Op 25 oktober 2001 had UWV nog een opeisbare vordering op [betrokkene]. Aan het ontbonden raken op die dag van de huwelijksgemeenschap heeft artikel 1:102 BW het gevolg verbonden dat vanaf die datum UWV ook [eiseres] tot terugbetaling van de onverschuldigd uitbetaalde WW-uitkeringen c.a. kan aanspreken, zij het tot 50% van het verschuldigde bedrag. In artikel 1:102 BW is aangegeven dat het gaat om een hoofdelijke verbondenheid. Daarmee is beoogd vast te leggen dat te dezen de regels inzake hoofdelijkheid zoals neergelegd in afdeling 6.1.2 BW van toepassing zijn.4. Maar het gegeven van hoofdelijke verbondenheid laat onverlet dat aan UWV vanaf 25 oktober 2001 een in beginsel zelfstandig vorderingsrecht toekomt jegens zowel [betrokkene] als tegen [eiseres]. Dit betekent dat de lotgevallen van het ene vorderingsrecht niet van invloed zijn op het andere vorderingsrecht, althans voor zover uit de wettelijke regeling inzake hoofdelijkheid niet anders voortvloeit. Zo volgt bijvoorbeeld uit artikel 6:7 lid 2 BW, dat nakoming door de ene hoofdelijke schuldenaar leidt tot bevrijding van de andere hoofdelijke schuldenaar tegenover de schuldeiser. Voor wat verjaring betreft, lijden de vorderingsrechten echter in beginsel een zelfstandig bestaan. Verjaring van het ene vorderingsrecht brengt niet automatisch de verjaring van het andere vorderingsrecht mee. Voor zover uit de wet niet anders voortvloeit — zie bijvoorbeeld artikel 10 lid 4 WAM -, leidt ook stuiting van de verjaring bij het ene vorderingsrecht niet automatisch tot stuiting van de verjaring bij het andere vorderingsrecht.5.6.
2.6
Het onder 2.5 gestelde brengt mee dat op 25 oktober 2001 voor UWV tegenover [eiseres] een vorderingsrecht is ontstaan, dat weliswaar ook betrekking heeft op de onverschuldigd aan [betrokkene] uitbetaalde WW-uitkeringen c.a. maar waarvan niettemin de verjaring onafhankelijk van de verjaring van het vorderingsrecht van UWV jegens [betrokkene] moet worden beoordeeld. Dit betekent het volgende. Indien al op 25 oktober 2001 aan de voorwaarden voor het ingaan van de vijfjarige verjaringstermijn als vermeld in artikel 3:309 BW zou zijn voldaan7., dan was die termijn op 20 september 2005, toen UWV de onderhavige procedure tegen [eiseres] bij de rechtbank Rotterdam aanhangig maakte, nog niet verstreken. Deze omstandigheid verhindert reeds dat [eiseres] tegenover UWV met succes een beroep op verjaring kan doen.

OPGESLAGEN GEGEVENS:
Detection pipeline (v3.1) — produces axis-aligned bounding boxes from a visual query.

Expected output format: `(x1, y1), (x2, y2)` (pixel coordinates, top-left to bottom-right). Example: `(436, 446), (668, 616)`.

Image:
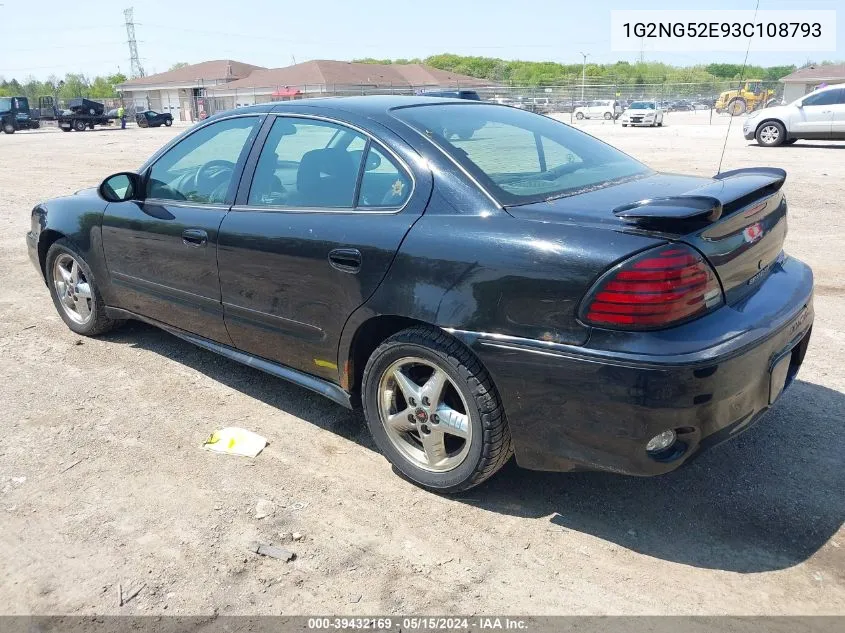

OPDRACHTEN:
(A) Noem alle wetsartikelen die het fragment over de vordering van UWV met het woord "artikel" aanhaalt, telkens met het eventuele lid en de wet waaruit ze komen.
(B) Schrijf het fragment over de vordering van UWV verder, aansluitend op de laatste zin.

ANTWOORDEN PER OPDRACHT:
(A)
- Artikel 1:102 BW
- Artikel 6:7 lid 2 BW
- Artikel 10 lid 4 WAM
- Artikel 3:309 BW

(B)
2.7
Het hof concludeert in de derde volle alinea van blz. 2 van het bestreden arrest ook tot een niet verjaard zijn van ‘de vordering van geïntimeerde (UWV) op appellante ([eiseres])’. Tot die conclusie komt het hof op de grond dat er met de brieven van 2 december 1999 en 3 september 2004 een rechtsgeldige stuiting heeft plaats gevonden. Die grond kan echter de door het hof getrokken conclusie niet zonder meer dragen. Op 2 december 1999 kwam aan UWV nog geen vorderingsrecht op [eiseres] toe, terwijl de brief van 3 september 2004 niet tot [eiseres] is gericht. Op dat tijdstip was de tussen [eiseres] en [betrokkene] bestaand hebbende huwelijksgemeenschap als gevolg van echtscheiding wel al bijna drie jaren ontbonden. Gelet hierop wordt in subklacht 1 (blz. 4 van de cassatiedagvaarding) op zichzelf terecht aangevoerd dat ‘de brief van 3 september 2004 in elk geval jegens [eiseres] als medeschuldenaar geen stuitende werking heeft gehad’. Niettemin kan dit [eiseres] niet baten. Om de hierboven in 2.5 en 2.6 toegelichte reden kan toch niet worden geconcludeerd tot verjaring van de vordering jegens [eiseres].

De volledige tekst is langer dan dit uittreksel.